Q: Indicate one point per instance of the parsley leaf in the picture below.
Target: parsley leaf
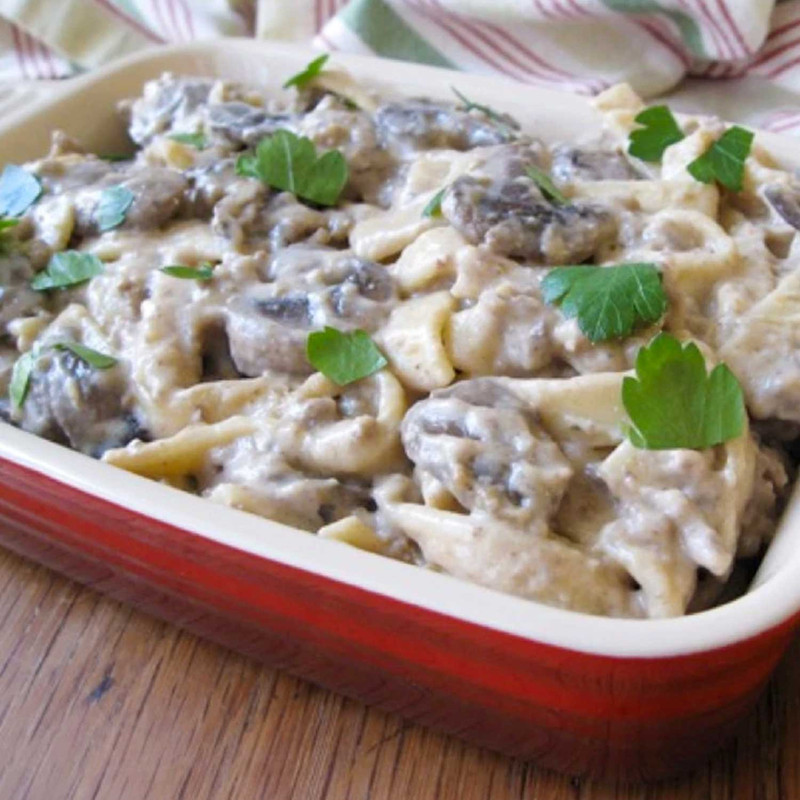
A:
(92, 357)
(505, 121)
(289, 162)
(308, 73)
(196, 140)
(202, 273)
(344, 357)
(724, 160)
(26, 363)
(608, 301)
(660, 130)
(112, 207)
(6, 224)
(67, 269)
(546, 185)
(19, 190)
(673, 403)
(433, 208)
(21, 377)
+++
Filter by the word "parsley": copy every line of the data that holds it.

■ Reply to the exercise ■
Q: Indicate one point per instance of the parsley leaf in the picture below.
Target: parsley leaf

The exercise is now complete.